* **INSTRUCTIONS**
1) Echo the passage on product design word for word, starting at "With the advent" and ending at "in prototyping technologies.".
2) For each statement below, say yes or no according to the passage on product design, and quote the words that decide it: (a) India has fully closed its gap in prototyping technologies. (b) Interaction and user experience design are said to have origins in product design. (c) The networking of the small design firms was only national.

==== QUOTED PASSAGE ====

With the advent of the PCs and the Internet, small design firms began emerging handling projects focusing on product concept, production and marketing. The networking that was done was both national and international. Recent advances through digitization allowed for really low manpower and yet high output, albeit India still has a lot to catch up in terms of a gap in prototyping technologies.
A Global sense:
With the beginning of integrated devices, the definition of product design has evolved as tangible products are becoming more and more like information processors. Thus the emergence of smart devices has led to more ancillary branches like interaction and user experience design, which in essence still have origins in product design. Due to the prevalence of two different extremes, the global village versus the real village, the practice of design is also becoming slowly dual in nature. Where one impacts aggressively with a non-culture specific agenda and the other deals with issues, such as limited access to new technologies, lack of infrastructure and wherewithal for a smooth transition from- local to a global village.

==== RAW DATA ====

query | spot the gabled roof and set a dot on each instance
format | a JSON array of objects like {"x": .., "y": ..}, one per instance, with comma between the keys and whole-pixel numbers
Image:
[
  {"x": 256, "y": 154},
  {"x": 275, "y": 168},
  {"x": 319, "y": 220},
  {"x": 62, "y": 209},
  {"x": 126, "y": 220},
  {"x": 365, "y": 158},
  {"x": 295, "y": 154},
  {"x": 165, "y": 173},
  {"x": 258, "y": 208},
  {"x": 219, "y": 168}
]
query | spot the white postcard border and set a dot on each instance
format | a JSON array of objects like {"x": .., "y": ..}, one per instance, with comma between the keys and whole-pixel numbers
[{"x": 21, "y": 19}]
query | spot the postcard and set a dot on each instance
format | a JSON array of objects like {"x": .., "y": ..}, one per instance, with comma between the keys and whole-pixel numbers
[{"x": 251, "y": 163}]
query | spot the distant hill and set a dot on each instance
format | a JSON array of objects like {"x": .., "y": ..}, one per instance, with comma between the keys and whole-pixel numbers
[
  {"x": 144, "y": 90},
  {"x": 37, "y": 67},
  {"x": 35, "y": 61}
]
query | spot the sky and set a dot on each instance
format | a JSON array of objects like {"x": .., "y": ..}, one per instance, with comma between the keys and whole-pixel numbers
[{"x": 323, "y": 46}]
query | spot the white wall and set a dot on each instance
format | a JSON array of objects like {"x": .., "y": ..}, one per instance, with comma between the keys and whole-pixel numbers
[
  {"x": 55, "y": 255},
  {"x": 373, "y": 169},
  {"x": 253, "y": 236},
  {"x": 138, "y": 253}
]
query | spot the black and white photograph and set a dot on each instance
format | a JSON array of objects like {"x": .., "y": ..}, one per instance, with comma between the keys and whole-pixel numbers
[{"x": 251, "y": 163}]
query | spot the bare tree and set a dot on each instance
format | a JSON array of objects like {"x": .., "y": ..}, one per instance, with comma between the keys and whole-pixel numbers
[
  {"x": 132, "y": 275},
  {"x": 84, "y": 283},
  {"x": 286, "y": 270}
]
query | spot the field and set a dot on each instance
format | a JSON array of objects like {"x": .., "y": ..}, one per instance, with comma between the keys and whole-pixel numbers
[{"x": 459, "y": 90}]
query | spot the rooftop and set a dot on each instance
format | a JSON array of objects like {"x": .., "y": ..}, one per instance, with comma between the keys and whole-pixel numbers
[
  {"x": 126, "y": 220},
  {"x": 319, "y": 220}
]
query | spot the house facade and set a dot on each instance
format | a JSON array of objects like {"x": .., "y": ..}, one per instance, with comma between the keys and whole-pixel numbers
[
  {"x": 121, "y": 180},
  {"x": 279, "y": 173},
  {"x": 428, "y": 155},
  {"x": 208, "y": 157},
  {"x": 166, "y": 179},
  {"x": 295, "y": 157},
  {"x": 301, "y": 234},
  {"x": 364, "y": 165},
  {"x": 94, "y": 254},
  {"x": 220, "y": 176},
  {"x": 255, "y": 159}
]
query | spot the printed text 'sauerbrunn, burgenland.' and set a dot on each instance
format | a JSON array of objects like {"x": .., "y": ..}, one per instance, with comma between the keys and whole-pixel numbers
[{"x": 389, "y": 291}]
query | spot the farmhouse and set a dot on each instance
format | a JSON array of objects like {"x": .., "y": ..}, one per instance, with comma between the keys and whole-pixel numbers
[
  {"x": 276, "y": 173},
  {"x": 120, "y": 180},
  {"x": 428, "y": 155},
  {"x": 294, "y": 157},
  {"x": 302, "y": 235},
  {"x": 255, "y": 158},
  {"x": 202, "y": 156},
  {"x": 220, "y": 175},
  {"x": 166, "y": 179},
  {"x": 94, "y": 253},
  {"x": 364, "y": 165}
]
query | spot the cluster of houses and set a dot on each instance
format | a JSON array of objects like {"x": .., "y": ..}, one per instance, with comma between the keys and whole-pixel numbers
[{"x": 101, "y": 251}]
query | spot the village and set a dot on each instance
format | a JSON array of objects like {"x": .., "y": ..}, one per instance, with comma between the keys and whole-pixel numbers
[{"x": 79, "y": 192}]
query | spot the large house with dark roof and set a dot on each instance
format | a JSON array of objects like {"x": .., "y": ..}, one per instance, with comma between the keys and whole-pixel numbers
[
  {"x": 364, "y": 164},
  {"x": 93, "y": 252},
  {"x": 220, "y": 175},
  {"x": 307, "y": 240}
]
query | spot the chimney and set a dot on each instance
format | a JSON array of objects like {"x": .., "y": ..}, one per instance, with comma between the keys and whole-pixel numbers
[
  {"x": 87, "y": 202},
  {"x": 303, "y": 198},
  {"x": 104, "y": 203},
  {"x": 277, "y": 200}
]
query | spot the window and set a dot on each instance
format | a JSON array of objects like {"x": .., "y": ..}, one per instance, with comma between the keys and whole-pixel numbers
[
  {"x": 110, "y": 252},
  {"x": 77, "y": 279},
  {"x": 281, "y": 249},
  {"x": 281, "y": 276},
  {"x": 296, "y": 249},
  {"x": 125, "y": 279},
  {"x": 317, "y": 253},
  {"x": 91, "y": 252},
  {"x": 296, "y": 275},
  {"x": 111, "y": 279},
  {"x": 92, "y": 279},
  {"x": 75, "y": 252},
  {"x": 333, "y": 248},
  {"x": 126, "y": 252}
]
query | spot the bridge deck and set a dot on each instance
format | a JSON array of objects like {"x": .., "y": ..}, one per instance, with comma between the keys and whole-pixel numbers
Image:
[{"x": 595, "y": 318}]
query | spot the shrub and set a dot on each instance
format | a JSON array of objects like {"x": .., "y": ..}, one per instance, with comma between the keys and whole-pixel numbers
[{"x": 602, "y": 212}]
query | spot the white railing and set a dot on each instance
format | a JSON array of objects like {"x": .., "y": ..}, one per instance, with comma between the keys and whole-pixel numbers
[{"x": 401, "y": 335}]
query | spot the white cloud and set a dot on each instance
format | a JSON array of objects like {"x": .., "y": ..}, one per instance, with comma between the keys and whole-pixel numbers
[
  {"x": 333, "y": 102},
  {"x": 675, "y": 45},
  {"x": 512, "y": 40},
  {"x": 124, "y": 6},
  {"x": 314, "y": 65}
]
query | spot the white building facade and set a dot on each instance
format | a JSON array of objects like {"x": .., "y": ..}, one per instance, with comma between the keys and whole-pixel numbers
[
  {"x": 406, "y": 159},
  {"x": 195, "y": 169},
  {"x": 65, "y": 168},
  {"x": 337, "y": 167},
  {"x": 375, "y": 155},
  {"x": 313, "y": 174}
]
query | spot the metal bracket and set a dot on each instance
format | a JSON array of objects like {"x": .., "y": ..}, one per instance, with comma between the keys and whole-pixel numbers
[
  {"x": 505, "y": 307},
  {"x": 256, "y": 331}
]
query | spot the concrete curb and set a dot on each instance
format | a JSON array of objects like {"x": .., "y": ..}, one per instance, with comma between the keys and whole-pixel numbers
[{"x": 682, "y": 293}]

====

* **TASK RESPONSES**
1)
With the advent of the PCs and the Internet, small design firms began emerging handling projects focusing on product concept, production and marketing. The networking that was done was both national and international. Recent advances through digitization allowed for really low manpower and yet high output, albeit India still has a lot to catch up in terms of a gap in prototyping technologies.

2)
(a) No: "India still has a lot to catch up in terms of a gap in prototyping technologies."
(b) Yes: "which in essence still have origins in product design."
(c) No: "The networking that was done was both national and international."